Selected extract:
No more new fbdev drivers, please

Noralf Trønnes noralf at tronnes.org
Sun Sep 27 06:09:48 PDT 2015


Den 24.09.2015 14:27, skrev Tomi Valkeinen:
> Hi all,
>
> fbdev is (more or less) maintained, but it's a deprecated framework. All
> new Linux display drivers should be done on DRM.
>
> So let's not add any more new fbdev drivers.
>
> I will continue to maintain the current fbdev drivers, and I don't mind
> adding some new features to those current drivers, as long as the amount
> of code required to add the features stays sensible.
>
> I see we have three fbdev drivers in staging: xgifb, fbtft and sm750fb,
> and the question is what to do with those.
>
> xgifb was added in 2010, and is still in staging.
>
> fbtft looks like maybe some kind of framework on top of fbdev, with
> fbtft specific subdrivers... I didn't look at it in detail, but my gut
> says "never".

I have done some work [1] to try and make fbtft look more like the rest
of the kernel (doc [2]), but that work will result in an almost complete
rewrite of fbtft. When Tomi showed reluctance to move sm712fb out of
staging [3], I started to look at DRM to see if I could find my way
through the myriad of helpers and objects/structs.

I now have this simplified view of DRM [4]:

struct tinydrm_device {
         struct drm_device *base;
         struct drm_plane plane;
         struct drm_crtc crtc;
         struct drm_encoder encoder;
         struct drm_connector connector;
         struct drm_fbdev_cma *fbdev_cma;
         bool enabled;
         u32 width, height;
         void *dev_private;

         int (*enable)(struct tinydrm_device *tdev);
         int (*disable)(struct tinydrm_device *tdev);

         int (*dirty)(struct drm_framebuffer *fb,
                      struct drm_gem_cma_object *cma_obj,
                      unsigned flags, unsigned color,
                      struct drm_clip_rect *clips, unsigned num_clips);
         /* blank() is missing */
         /* maybe some modeset() function to set hw rotation */
};

Currently I'm able to get fbdev framebuffer changes through as dirty()

Material:
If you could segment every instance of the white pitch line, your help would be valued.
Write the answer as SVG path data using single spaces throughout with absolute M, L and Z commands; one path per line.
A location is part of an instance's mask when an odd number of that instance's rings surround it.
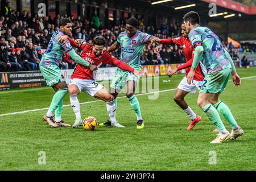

What this exercise asks:
• A. Retype the fbdev mailing-list post word for word, starting at "Noralf Trønnes noralf" and ending at "done on DRM.".
• B. In the fbdev mailing-list post, list every function pointer declared as a member of struct tinydrm_device.
• C. According to the fbdev mailing-list post, what led Noralf Trønnes to start looking at DRM?

Solutions to the exercise:
• A.
Noralf Trønnes noralf at tronnes.org
Sun Sep 27 06:09:48 PDT 2015


Den 24.09.2015 14:27, skrev Tomi Valkeinen:
> Hi all,
>
> fbdev is (more or less) maintained, but it's a deprecated framework. All
> new Linux display drivers should be done on DRM.

• B. enable, disable, dirty

• C. Noralf Trønnes began looking at DRM when Tomi showed reluctance to move sm712fb out of staging. The goal was to see whether it was possible to find a way through DRM's many helpers and objects/structs.